*** Opening Provided records ***

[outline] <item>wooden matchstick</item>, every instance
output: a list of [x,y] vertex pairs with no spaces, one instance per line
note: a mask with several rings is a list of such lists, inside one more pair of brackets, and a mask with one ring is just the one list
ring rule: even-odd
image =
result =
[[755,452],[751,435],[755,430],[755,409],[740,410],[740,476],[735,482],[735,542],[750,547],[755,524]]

*** Closing Provided records ***
*** Opening Provided records ***

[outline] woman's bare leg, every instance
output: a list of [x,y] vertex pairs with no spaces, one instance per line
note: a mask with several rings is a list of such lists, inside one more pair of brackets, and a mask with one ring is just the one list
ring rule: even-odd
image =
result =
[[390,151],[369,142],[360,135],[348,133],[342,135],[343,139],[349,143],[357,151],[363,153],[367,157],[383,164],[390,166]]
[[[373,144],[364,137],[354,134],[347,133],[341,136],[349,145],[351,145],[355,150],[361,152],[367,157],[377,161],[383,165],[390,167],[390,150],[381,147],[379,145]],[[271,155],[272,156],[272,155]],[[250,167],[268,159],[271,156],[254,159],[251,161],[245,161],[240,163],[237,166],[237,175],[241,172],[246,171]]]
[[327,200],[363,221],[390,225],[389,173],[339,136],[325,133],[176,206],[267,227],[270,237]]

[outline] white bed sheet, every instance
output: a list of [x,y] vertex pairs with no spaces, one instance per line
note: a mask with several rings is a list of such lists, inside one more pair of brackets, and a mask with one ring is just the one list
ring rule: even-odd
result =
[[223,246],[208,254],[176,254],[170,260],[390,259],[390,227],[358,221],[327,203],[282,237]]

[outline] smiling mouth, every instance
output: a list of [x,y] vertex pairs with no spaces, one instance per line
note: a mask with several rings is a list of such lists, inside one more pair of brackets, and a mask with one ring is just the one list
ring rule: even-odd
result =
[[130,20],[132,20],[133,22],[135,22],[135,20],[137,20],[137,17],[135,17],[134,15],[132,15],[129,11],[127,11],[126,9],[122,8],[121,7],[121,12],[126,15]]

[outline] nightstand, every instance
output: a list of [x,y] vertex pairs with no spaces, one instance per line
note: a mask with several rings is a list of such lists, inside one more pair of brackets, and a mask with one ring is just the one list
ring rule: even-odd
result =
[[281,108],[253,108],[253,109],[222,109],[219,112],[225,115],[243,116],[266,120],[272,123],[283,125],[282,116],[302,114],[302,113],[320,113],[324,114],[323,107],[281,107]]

*** Closing Provided records ***
*** Opening Provided records ***

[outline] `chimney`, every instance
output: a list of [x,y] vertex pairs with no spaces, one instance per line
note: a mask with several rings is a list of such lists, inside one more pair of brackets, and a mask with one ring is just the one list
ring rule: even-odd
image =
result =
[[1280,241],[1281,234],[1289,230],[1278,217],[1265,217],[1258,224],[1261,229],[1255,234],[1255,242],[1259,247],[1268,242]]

*** Closing Provided records ***

The task:
Nothing but a number is expected: the tally of lines in the records that include the word "outline".

Exercise solution:
6